### What this task involves
State the number of lines in the material below that have "banner" in them, without any other text.

### Task material
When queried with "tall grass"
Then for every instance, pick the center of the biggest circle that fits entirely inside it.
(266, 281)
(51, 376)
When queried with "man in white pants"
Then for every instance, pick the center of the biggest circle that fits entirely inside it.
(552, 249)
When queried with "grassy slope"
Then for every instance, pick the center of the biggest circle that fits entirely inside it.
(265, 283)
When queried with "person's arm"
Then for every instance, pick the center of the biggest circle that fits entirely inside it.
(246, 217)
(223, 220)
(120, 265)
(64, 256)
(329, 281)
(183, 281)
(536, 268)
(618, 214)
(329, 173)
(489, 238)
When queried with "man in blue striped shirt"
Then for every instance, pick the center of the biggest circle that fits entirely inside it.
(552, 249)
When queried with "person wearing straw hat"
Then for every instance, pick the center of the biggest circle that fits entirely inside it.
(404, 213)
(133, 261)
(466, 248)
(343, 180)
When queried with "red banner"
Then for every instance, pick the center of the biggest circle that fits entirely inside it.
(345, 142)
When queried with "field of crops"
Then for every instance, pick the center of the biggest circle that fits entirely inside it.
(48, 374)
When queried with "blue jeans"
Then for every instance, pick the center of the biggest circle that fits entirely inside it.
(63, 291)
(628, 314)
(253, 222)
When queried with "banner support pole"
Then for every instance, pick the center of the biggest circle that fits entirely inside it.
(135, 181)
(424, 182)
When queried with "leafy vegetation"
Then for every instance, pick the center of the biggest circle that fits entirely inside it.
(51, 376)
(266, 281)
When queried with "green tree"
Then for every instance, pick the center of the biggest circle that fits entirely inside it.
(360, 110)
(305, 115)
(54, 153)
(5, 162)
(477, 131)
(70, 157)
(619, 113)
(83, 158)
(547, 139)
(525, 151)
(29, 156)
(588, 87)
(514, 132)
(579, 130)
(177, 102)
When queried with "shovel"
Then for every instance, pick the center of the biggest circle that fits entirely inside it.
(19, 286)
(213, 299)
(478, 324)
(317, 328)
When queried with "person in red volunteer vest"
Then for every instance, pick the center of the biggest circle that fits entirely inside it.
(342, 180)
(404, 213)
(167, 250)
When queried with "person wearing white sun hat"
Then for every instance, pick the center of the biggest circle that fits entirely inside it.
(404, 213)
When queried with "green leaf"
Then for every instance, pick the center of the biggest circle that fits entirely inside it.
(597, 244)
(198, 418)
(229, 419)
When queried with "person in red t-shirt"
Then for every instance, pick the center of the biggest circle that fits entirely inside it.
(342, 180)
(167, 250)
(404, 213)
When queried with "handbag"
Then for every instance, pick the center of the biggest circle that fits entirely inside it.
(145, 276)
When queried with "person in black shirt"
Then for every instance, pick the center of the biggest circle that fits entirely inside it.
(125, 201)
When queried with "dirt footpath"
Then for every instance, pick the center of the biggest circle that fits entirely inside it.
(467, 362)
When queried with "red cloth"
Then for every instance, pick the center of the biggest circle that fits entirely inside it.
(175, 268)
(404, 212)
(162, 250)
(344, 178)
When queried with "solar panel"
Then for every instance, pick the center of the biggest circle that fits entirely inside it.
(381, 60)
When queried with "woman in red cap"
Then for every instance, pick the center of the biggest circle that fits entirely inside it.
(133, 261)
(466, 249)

### Written reply
2